● Set task
Recast the records below as a two-column CSV with the header input,output. Give one row per record, with its text under input and its answer under output, each in a single quoted field with line breaks turned into spaces.

● Dataset rows
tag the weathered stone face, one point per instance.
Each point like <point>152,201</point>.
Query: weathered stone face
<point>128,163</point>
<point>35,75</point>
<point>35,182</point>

● Answer in full
input,output
"tag the weathered stone face, one point per instance. Each point like <point>152,201</point>. Query: weathered stone face","<point>128,163</point> <point>35,75</point> <point>35,182</point>"